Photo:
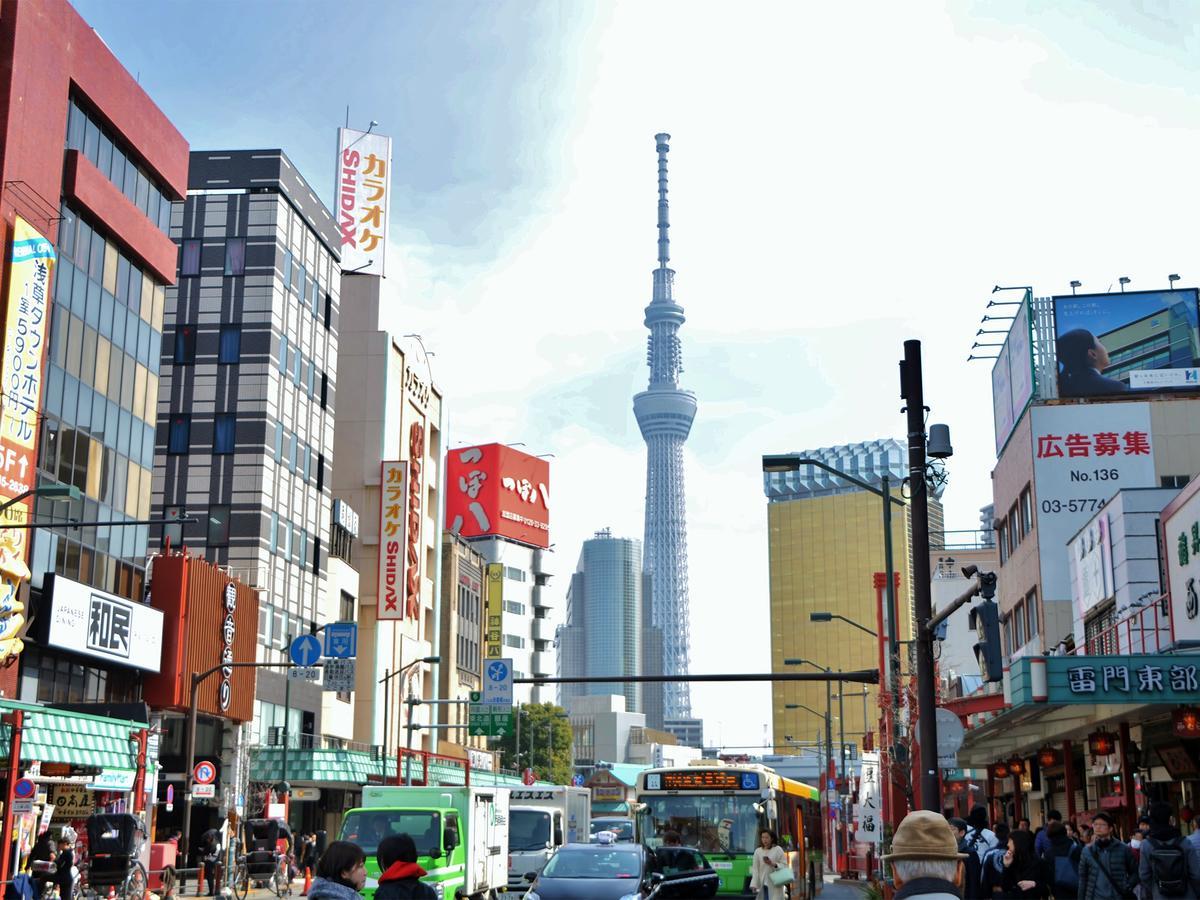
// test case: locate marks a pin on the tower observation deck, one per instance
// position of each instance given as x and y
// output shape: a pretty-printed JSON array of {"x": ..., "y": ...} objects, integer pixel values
[{"x": 665, "y": 413}]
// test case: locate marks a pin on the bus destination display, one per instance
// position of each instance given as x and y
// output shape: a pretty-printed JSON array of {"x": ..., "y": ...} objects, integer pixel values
[{"x": 709, "y": 780}]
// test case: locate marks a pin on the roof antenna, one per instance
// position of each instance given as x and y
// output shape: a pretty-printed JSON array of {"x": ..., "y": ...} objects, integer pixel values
[{"x": 663, "y": 147}]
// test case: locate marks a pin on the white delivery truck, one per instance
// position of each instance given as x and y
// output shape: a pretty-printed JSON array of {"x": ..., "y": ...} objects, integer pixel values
[
  {"x": 540, "y": 821},
  {"x": 461, "y": 834}
]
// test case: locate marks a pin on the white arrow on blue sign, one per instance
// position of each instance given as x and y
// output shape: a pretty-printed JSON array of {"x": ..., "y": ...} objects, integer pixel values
[
  {"x": 342, "y": 640},
  {"x": 305, "y": 649}
]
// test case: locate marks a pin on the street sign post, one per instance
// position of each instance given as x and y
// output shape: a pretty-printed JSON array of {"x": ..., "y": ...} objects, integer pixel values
[
  {"x": 498, "y": 682},
  {"x": 340, "y": 675},
  {"x": 342, "y": 640},
  {"x": 489, "y": 719},
  {"x": 204, "y": 773},
  {"x": 305, "y": 651}
]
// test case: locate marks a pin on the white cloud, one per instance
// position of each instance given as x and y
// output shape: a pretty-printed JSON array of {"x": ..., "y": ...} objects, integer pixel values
[{"x": 843, "y": 177}]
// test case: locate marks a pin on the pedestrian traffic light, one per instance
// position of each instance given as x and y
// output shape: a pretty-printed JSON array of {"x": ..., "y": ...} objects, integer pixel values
[{"x": 985, "y": 621}]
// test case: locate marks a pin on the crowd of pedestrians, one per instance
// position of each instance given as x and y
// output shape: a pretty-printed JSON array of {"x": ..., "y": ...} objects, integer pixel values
[{"x": 1069, "y": 862}]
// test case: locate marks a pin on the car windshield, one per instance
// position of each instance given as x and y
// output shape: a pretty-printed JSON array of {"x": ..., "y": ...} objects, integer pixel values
[
  {"x": 369, "y": 827},
  {"x": 622, "y": 827},
  {"x": 528, "y": 829},
  {"x": 712, "y": 823},
  {"x": 580, "y": 863}
]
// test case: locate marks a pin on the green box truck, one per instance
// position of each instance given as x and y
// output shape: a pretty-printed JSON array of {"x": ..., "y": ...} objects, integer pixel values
[{"x": 461, "y": 835}]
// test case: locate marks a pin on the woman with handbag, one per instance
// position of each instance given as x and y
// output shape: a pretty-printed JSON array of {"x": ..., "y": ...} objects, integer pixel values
[{"x": 769, "y": 871}]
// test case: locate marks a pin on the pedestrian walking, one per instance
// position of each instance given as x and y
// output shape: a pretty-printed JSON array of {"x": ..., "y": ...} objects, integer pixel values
[
  {"x": 1062, "y": 862},
  {"x": 971, "y": 865},
  {"x": 341, "y": 873},
  {"x": 768, "y": 856},
  {"x": 1025, "y": 875},
  {"x": 979, "y": 837},
  {"x": 1169, "y": 865},
  {"x": 400, "y": 876},
  {"x": 1042, "y": 841},
  {"x": 1107, "y": 869},
  {"x": 925, "y": 858}
]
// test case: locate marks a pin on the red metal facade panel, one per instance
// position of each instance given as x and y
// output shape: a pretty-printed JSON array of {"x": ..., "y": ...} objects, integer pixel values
[
  {"x": 83, "y": 183},
  {"x": 45, "y": 49},
  {"x": 191, "y": 593}
]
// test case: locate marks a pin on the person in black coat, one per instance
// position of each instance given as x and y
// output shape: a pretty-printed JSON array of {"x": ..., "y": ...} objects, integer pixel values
[{"x": 400, "y": 876}]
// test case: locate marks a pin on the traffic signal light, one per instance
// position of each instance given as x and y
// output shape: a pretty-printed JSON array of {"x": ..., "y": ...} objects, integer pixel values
[{"x": 985, "y": 621}]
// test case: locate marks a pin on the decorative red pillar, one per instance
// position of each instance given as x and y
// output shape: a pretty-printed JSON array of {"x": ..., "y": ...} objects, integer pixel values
[
  {"x": 1068, "y": 779},
  {"x": 1127, "y": 789}
]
+ + + + + + +
Brief -> Convert every line of the entries above into a numbered list, skipping blank lines and leaving the picture out of your answer.

The completed task ->
1. Photo:
2. // test case: locate marks a pin on the tower observation deck, one per instance
3. // position of each instance given as x and y
4. // output shape: a pretty-printed JSON array of {"x": ..., "y": ...} objects, integer pixel values
5. [{"x": 665, "y": 413}]
6. // test case: locate marks a pin on the bus destination display, one per instance
7. // position of each instance given as x and y
8. // output shape: a pretty-printed JSON array of {"x": ..., "y": ...} objects, integer pixel values
9. [{"x": 709, "y": 780}]
10. // test case: locate marks a pin on the roof antenna, one per instance
11. // position of each instance given as x and y
12. // output shape: a pretty-printed JSON array of {"x": ..., "y": ...} objects, integer pixel values
13. [{"x": 663, "y": 147}]
14. // test case: locate marks a pin on the white delivery truck, one per instance
15. // position of each instance given as x and y
16. // output shape: a pretty-printed JSON array of {"x": ..., "y": ...} objects, integer pixel values
17. [
18.   {"x": 540, "y": 821},
19.   {"x": 461, "y": 834}
20. ]
21. // test case: locate marks a pin on the white arrow on blue sign, one per instance
22. // position of each instance given as x and y
23. // output shape: a pretty-printed JSON array of {"x": ..., "y": ...} objects, integer pixel values
24. [
25.   {"x": 342, "y": 640},
26.   {"x": 305, "y": 649}
27. ]
28. // test case: locate marks a pin on the street sign post, one per instance
29. // position of each instance given as x and y
30. // output shape: a pretty-printed JSON array of {"x": ..., "y": ...} objects, integer pixel values
31. [
32.   {"x": 498, "y": 682},
33.   {"x": 340, "y": 675},
34.   {"x": 342, "y": 640},
35.   {"x": 489, "y": 719},
36.   {"x": 204, "y": 773},
37.   {"x": 305, "y": 651}
38. ]
39. // test case: locate marks a pin on the white cloud, one per instance
40. // position of each instance given as x and y
41. // output shape: a pretty-printed JSON array of {"x": ..., "y": ...} objects, integer pixel values
42. [{"x": 843, "y": 177}]
43. // test case: locate marks a pin on the pedestrian traffic light, one per instance
44. // position of each instance given as x and y
45. // output shape: a pretty-printed JSON array of {"x": ..., "y": ...} objects, integer pixel values
46. [{"x": 985, "y": 621}]
47. // test case: locate marks a pin on the crowd of pedestrians, one per instance
48. // position of each instance given as x and y
49. // output shape: a pretty-printed JSON array of {"x": ..., "y": ...} objects, integer pixel values
50. [{"x": 1069, "y": 862}]
51. // test case: locate marks a pin on the car windshield, one per instance
52. // position of each instance given as x and y
53. // output shape: a pretty-printed JSON array of {"x": ..., "y": ...} objects, integer pixel values
54. [
55.   {"x": 369, "y": 827},
56.   {"x": 622, "y": 827},
57.   {"x": 528, "y": 829},
58.   {"x": 712, "y": 823},
59.   {"x": 580, "y": 863}
60. ]
61. // test case: locate marks a pin on the green box truck, one per instance
62. // position of each instance given as x and y
63. // output shape: a pretty-printed JSON array of {"x": ..., "y": ...} objects, integer pixel values
64. [{"x": 461, "y": 835}]
65. // test case: locate marks a pin on the woman with handbag, one per instance
66. // position of each instance given as x and y
67. // output shape: a pretty-printed JSON array of {"x": ..., "y": ...} objects, integer pixel values
68. [{"x": 769, "y": 871}]
69. // test case: locate marks a pin on the pedestrian walking, one per instance
70. // position of each instance given as x and y
71. // output shape: a pretty-printed JSON array of {"x": ..., "y": ...} objects, integer pixel values
72. [
73.   {"x": 1062, "y": 862},
74.   {"x": 971, "y": 865},
75.   {"x": 341, "y": 873},
76.   {"x": 768, "y": 856},
77.   {"x": 1025, "y": 875},
78.   {"x": 979, "y": 837},
79.   {"x": 1169, "y": 865},
80.   {"x": 400, "y": 876},
81.   {"x": 1042, "y": 841},
82.   {"x": 1107, "y": 869},
83.   {"x": 925, "y": 858}
84. ]
85. // test case: locate marks a pin on the red metal facade panel, one per instance
86. // position of each instance given as x and y
87. // output shape: a pretty-printed JSON array of {"x": ..., "y": ...} objects, integer pixel values
88. [
89.   {"x": 83, "y": 183},
90.   {"x": 45, "y": 49},
91.   {"x": 191, "y": 593}
92. ]
93. // test case: locate marks a pin on the person in black coat, one per instance
94. // position of each instance given as x and y
95. // output shape: a pretty-printed JSON array of {"x": ..., "y": ...} objects, integer pixel values
96. [{"x": 400, "y": 876}]
97. // test case: locate marks a pin on the traffic signal light, one per instance
98. // position of each instance given as x and y
99. // output shape: a pretty-printed JSON array of {"x": ..., "y": ...} objects, integer pixel values
100. [{"x": 985, "y": 621}]
101. // test case: locate marks a pin on the decorative red pillar, one per instance
102. // position of each instance given as x and y
103. // output shape: a pretty-printed JSON array of {"x": ..., "y": ...} objects, integer pixel values
104. [
105.   {"x": 1068, "y": 779},
106.   {"x": 1127, "y": 789}
107. ]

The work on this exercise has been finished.